PASSAGE GIVEN —
☆ ☆ ☆ ☆ ☆

CS 334
Programming Languages
Spring 2002

Assignment 3
Due Thursday, 2/28/02

  1. The following grammar is motivated by declarations in C:
        <Declaration> ::= <Type> <Declarator>
               <Type> ::= int | char
         <Declarator> ::= '*' <Declarator>
                        | <Declarator> '[' number ']'
    		    | <Declarator> '(' <type> ')'
    		    | '(' <Declarator> ')'
    		    | name

    a. Prove the syntactic ambiguity of this grammar by finding a string that has two distinct parse trees. Draw the parse trees.

    b. The constructs '[' number ']' and '(' ')' can be thought of as being postfix operators with a declarator as an operand. Suppose that '*' has lower precedence than these operators. Write an unambiguous grammar that generates the same strings as this grammar and makes it easy to identify the components of a declarator.

    c. Suppose that the first production for Declarator is changed to make '*' a postfix operator (i.e., it goes after the Declarator rather than in front of it). Why is the resulting grammar unambiguous?

  2. Two famous phrases used as examples in linguistics are "Time flies like an arrow" and "Fruit flies like a banana." (I believe they are due to Noam Chomsky). Please generate plausible syntax rules for English that would allow you to parse both of these sentences. The point of the examples is to indicate the difficulty in parsing (and understanding) natural languages. Please explain this difficulty.

  3. In file parseEnglish.ml you can find the skeleton of a parser for the English grammar given on page Ch4-5 of Louden. Please replace the "??" by real ML code so that

       parsestr sentence;
    returns true if and only if sentence is a string generated by the grammar.

    Function lexstr converts a string into a list of strings, where each of the strings in the list corresponds to a word in the sentence. The function parse takes a list of strings representing words and returns true iff the list corresponds to a sentence according to the grammar. Notice that this is different from the parsers looked at in class where we returned parse trees. This is simpler!.

    The functions parseSentence, parseVerbPhrase, etc take a list of tokens as argument and return a pair consisting of a boolean (indicating whether it actually found the kind of phrase) and the remaining unused tokens. Thus parseNounPhrase ["the","girl","sees","a","dog"] would return the pair (true,["sees","a","dog"]).

    I have written parseArticle and parseSentence for you. This should be sufficient to help you write the other three. Just remember that your calls to parseX functions should exactly follow the grammar.

☆ ☆ ☆ ☆ ☆

EXTRACTED ENTRIES —

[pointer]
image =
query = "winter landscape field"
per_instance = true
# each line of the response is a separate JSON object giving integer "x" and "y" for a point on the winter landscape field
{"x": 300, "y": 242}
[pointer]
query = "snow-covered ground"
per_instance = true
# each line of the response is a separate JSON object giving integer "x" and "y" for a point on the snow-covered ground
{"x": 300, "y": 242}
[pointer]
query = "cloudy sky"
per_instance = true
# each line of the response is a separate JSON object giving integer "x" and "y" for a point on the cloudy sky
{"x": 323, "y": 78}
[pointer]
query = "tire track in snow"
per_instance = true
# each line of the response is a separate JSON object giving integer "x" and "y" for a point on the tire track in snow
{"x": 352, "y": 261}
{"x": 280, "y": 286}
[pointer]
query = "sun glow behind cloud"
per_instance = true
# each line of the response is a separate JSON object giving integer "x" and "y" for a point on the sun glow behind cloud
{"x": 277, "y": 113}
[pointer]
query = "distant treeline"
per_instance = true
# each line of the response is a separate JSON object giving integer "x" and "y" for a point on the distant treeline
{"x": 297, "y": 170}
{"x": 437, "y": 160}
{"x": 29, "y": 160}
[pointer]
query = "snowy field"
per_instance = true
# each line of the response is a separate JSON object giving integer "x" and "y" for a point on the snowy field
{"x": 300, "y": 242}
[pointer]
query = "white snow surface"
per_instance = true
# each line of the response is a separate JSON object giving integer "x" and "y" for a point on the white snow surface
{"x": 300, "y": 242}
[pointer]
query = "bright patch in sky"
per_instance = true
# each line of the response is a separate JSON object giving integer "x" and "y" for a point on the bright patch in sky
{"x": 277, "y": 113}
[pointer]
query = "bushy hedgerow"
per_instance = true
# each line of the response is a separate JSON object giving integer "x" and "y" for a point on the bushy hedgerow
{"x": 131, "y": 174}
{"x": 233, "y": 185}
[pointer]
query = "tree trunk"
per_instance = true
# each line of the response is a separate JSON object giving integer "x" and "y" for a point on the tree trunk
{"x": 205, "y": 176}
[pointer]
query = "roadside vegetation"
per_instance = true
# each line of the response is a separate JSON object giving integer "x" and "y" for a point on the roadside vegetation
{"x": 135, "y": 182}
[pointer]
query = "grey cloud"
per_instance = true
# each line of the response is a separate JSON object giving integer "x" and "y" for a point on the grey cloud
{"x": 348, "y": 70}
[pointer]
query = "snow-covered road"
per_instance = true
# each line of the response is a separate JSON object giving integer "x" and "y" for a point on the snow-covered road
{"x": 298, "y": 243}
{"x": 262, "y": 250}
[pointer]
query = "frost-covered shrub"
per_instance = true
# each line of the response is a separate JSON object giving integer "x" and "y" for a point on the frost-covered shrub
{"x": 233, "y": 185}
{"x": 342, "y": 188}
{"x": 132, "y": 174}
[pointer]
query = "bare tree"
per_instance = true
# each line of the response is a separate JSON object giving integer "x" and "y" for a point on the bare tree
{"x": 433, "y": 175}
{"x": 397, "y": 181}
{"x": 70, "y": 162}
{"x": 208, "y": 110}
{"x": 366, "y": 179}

☆ ☆ ☆ ☆ ☆

PROBLEM TO SOLVE —
Check each statement against the programming assignment above. Answer yes or no, and quote the words of the assignment that decide it.
(a) The assignment is due on Thursday, 2/28/02.
(b) The function parse returns a parse tree for the sentence.
(c) The parseArticle and parseSentence functions have already been written for the student.

OUTPUT OF THE EXERCISE —
(a) Yes: "Due Thursday, 2/28/02"
(b) No: "returns true iff the list corresponds to a sentence according to the grammar"
(c) Yes: "I have written parseArticle and parseSentence for you."